TO DO: Copy out the rows below, swapping "reportedly" for "supposedly" and changing nothing else.

DATA FOR THE TASK:

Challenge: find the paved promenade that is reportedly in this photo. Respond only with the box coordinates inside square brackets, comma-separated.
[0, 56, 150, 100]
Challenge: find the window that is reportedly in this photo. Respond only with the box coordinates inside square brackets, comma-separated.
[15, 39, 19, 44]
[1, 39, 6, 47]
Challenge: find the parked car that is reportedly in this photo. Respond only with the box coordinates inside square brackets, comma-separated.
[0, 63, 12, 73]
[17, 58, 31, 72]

EXERCISE ANSWER:
Challenge: find the paved promenade that is supposedly in this photo. Respond only with the box coordinates inside square brackets, comma-separated.
[0, 56, 150, 100]
Challenge: find the window that is supposedly in this photo. Respond only with the box coordinates inside square brackets, comma-separated.
[15, 39, 19, 44]
[1, 39, 6, 47]
Challenge: find the parked car that is supposedly in this photo. Respond only with the box coordinates inside square brackets, comma-separated.
[0, 63, 12, 73]
[17, 58, 31, 72]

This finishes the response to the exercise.